--- BEGIN ---
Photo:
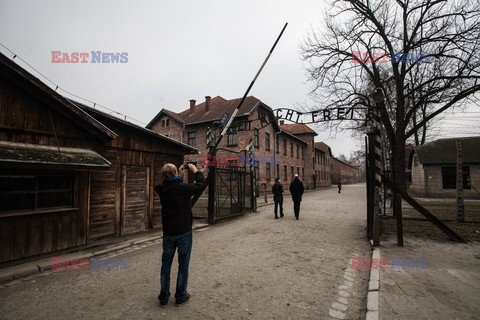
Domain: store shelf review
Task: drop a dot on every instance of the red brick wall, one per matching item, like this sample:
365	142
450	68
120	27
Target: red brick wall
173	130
--- END ---
--- BEGIN ---
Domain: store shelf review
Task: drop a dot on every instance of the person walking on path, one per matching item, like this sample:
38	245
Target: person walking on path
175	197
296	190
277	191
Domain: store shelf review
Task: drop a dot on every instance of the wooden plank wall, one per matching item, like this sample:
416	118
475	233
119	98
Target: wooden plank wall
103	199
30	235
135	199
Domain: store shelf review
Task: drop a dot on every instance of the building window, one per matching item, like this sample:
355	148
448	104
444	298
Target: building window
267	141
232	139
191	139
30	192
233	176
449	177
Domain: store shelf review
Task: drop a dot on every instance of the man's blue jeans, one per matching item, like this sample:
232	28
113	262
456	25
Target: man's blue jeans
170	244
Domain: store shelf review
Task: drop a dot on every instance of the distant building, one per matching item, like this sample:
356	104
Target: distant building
--- END ---
Pull out each line in the entries above that contains the word "window" and copy it in full.

• FULL SOLUTION
Task: drop a dot on every instance of the building window, one per matching item, like this sample:
Target: building window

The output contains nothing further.